### TASK GOAL
For the records that follow, say how many lines have the word "rough" in them. Write the number and nothing more.

### Stored data
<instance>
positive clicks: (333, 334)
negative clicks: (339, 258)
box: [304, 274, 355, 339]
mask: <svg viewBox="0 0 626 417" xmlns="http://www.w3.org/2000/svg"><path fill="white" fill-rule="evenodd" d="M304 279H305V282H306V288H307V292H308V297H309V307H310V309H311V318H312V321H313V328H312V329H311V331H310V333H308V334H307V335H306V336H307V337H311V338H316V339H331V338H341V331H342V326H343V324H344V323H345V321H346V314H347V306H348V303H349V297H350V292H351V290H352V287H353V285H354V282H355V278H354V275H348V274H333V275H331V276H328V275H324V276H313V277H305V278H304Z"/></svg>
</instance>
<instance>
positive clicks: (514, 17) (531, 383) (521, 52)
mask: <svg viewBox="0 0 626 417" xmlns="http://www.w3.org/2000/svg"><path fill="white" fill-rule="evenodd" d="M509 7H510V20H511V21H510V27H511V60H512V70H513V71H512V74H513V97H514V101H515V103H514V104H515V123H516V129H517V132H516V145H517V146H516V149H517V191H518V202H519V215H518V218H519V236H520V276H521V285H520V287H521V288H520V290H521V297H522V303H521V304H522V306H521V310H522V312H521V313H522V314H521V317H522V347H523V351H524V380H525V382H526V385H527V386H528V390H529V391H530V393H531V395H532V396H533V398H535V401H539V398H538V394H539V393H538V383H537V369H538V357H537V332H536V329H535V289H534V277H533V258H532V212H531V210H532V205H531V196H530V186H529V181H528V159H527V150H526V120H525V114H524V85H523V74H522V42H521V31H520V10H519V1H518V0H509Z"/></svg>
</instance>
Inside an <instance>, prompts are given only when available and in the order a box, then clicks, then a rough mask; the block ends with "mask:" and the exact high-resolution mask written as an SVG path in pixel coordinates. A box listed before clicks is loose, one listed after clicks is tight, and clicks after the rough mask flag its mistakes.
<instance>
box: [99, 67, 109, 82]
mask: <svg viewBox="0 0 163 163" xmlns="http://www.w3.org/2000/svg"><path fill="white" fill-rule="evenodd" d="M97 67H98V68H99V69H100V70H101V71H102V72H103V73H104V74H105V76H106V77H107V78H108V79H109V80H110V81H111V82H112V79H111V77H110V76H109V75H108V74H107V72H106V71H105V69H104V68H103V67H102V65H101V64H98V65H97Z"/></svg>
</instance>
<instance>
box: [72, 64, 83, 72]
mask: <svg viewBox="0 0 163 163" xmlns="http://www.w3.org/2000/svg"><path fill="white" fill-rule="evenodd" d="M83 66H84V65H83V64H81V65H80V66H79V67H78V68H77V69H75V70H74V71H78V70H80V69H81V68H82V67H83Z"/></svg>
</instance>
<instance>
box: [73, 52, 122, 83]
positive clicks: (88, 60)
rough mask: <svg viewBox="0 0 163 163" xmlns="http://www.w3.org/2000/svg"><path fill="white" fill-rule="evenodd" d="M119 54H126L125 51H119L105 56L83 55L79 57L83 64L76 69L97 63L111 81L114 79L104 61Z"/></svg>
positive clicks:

### OUTPUT
2